▶ Selected text:
[BEGIN]

There is no need for multi-year ISO standardisation processes, and there is no need to have everything in the universe work the same way. We’re talking about tools that walk a simple graph structure, download some files, and put them somewhere on a disk, a process I could have done manually for the project I described before in about 10 minutes. A simple, consolidated version of the best tools we have today would already be sufficient to solve many real world problems, and it would provide a much better foundation for solving any harder problems later, and it would be in the interests of just about everyone to move to such a consolidated, standardised model.
The problem you cited before is supposed to be easy, but in practice, software development that uses 3rd-party software is destined to run into conflicts. You found portability issues, platform-dependent issues, environment/configuration issues, and multi-layer software dependency issues.
These all happen regularly when OS maintainers have to package software for release. They spend thousands of hours to resolve [by hand] each one in order to support the various use-cases of their end users. If you are imagining some automated process just magically makes all your software come together to build you a custom development environment, you are mistaken. It's all put together by humans, and only for the use cases that have been necessary so far.
So yes, all these things exist. In small, bespoke, use-case-specific solutions. What you're asking for - universal software management standardization - can't practically be achieved in more than one use case. This is why we are all constantly stuck in dependency hell, until a bug is filed, and the system is once again massaged into a working state by a human. Frustrating, sure. But it works most of the time.
I think it’s a stretch to call a tool like npm, which currently offers 90,000+ packages, a “small, bespoke, use-case-specific” solution. I’m also fairly sure most people publishing their code via npm’s index aren’t spending “thousands of hours” resolving conflicts with other packages by hand; certainly no-one is manually checking over 4 billion pairwise combinations of those packages to make sure they don’t conflict.

[END]

▶ To do: In the package-management discussion, how many packages is npm said to offer? The entries that follow come from a separate source.

▶ Provided records:
[BEGIN]

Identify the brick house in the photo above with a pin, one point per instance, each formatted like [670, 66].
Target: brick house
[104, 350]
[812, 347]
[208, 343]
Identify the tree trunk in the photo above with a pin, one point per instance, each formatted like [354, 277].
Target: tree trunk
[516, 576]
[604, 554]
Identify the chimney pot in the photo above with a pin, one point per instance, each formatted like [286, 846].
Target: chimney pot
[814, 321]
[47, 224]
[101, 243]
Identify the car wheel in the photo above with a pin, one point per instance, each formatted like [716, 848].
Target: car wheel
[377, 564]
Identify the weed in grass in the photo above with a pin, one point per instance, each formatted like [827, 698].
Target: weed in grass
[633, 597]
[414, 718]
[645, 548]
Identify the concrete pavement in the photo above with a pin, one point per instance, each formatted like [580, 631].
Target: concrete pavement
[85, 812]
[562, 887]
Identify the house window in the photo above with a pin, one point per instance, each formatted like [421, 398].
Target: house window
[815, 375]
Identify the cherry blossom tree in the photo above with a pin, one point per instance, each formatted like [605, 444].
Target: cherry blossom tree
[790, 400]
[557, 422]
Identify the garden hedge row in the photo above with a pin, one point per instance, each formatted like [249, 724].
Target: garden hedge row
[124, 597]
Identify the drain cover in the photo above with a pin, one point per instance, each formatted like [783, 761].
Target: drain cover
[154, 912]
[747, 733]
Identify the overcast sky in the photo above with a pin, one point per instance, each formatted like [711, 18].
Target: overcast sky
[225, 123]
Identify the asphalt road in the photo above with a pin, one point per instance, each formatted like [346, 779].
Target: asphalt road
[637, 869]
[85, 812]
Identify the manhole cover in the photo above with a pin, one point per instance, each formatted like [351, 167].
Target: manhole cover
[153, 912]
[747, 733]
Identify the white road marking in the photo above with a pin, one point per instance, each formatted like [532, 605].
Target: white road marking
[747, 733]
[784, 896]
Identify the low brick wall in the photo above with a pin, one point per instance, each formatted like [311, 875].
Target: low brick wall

[END]

▶ Result of this task: More than 90,000.